*** Page text Section Begins ***

A perhaps tenuous IPO window.
But with a regime change in Washington, so came a regime change in risk markets.
If we look at markets from the point of the inauguration of a very (in narrative) pro-business administration8, we see the signs of meaningful shift in market behavior, with narrative-oriented non-profitable, theoretical high-growth stocks outperforming the Nasdaq and Mag7 by 5x+, suggesting capital sprinting out on the risk curve very willing to allocate to speculative stocks across a breadth of sectors (eVTOL, Lidar, Space, Defense, Crypto, Software, etc.).
This could signal an open IPO window, which again, a small set of companies timed well across themes, including Rubrik (data security with strong revenue scale but poor profitability, filed ahead of this in April 2024), Circle (thematic crypto company arguably poor fundamentals, filed April 2025), and Figma (software with loose AI narrative and strong revenue scale, filed April 2025).9
We saw a similar pattern before in 2020-202110 in the COVID to post-vax market where IPOs again spiked as speculative indices peaked in their performance above the Nasdaq, S&P, and Mag7.
The question on a go forward basis is whether we already saw the crescendo of this moment with the Opendoor 100% intra-day move on a short squeeze, signaling an “end times for max speculation” top, or whether that was the market begging for new, quality companies with potential for high-growth to invest in.
A subject for another day.

*** Page text Section Ends ***
*** Material supplied Section Begins ***

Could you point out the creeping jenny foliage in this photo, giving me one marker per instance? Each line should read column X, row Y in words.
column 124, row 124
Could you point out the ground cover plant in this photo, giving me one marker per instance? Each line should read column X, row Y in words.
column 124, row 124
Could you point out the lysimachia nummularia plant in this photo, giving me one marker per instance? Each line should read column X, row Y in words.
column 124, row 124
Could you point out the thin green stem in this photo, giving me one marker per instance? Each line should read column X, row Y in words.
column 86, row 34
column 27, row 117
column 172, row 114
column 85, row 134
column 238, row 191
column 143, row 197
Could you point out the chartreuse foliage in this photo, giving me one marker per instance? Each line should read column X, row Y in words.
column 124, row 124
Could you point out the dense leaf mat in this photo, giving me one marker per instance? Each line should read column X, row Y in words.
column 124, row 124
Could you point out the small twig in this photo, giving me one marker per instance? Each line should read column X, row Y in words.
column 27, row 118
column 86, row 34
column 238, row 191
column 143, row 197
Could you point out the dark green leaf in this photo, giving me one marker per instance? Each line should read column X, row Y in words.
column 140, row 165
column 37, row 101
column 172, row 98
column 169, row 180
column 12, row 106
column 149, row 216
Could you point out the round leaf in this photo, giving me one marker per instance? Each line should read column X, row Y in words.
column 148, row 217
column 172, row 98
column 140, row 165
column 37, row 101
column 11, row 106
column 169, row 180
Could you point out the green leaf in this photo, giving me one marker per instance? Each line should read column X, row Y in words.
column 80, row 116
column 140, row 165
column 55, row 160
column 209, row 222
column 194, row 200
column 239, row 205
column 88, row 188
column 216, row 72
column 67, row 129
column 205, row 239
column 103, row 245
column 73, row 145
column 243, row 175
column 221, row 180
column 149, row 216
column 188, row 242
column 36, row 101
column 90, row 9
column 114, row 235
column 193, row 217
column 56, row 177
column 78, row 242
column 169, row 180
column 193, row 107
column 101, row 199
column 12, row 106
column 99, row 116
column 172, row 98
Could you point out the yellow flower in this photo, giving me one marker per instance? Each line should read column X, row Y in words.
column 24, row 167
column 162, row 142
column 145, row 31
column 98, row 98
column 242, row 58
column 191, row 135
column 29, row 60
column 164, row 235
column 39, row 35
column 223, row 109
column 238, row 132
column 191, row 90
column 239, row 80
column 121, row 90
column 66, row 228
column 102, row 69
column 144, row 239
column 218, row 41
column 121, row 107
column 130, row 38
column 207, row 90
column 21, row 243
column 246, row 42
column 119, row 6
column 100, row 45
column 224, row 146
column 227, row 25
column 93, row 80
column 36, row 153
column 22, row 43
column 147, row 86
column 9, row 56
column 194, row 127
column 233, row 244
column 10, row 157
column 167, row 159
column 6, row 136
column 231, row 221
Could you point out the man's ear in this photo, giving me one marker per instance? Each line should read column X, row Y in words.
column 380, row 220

*** Material supplied Section Ends ***

- The task
Please continue the IPO window passage from its last sentence, keeping its voice.

- Response area
Why Liquidity Matters aka What’s The Point
In 2021 and 2022 I loudly made the argument that the mechanism of SPACs were interesting but were naturally abused by people shoving companies into public markets that were at best unprepared and at worst total frauds. Some of these companies used the resulting cash pile to survive and have come back, while others rightfully have passed away.11
I am once again making the argument that these moments in time, while feeling increasingly common are still rare and can be used as offensive weapons for companies (ideally fundamentally and/or narratively strong) in a tech industry in which:
The barriers to competition are falling
Consistent liquidity is as important as ever to hire and retain top talent
There are massive potential company enabling and destroying technological inflection points lurking in the future.
Private markets are increasingly searching for a small number of specific assets at growth stages (AI labs, AI hypergrowth companies, Defense/Reindustrialization companies) while public markets are showing a large willingness to bid across the spectrum.12
A huge number of valuable companies have been private for way too long.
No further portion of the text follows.